* _Material provided_
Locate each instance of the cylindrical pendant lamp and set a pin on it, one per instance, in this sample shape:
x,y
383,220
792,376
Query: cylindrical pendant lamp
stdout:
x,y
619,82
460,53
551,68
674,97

* _Requirement_
Put every non-blank line from the entries above into a Markdown table with an Index column giving its row number and a Content column holding the line.

* _Task result_
| Index | Content |
|---|---|
| 1 | Locate each instance of the cylindrical pendant lamp and set a pin on it, one per instance, in this sample shape: |
| 2 | x,y |
| 3 | 383,220 |
| 4 | 792,376 |
| 5 | Query: cylindrical pendant lamp |
| 6 | stdout: |
| 7 | x,y |
| 8 | 619,82 |
| 9 | 460,53 |
| 10 | 551,68 |
| 11 | 674,97 |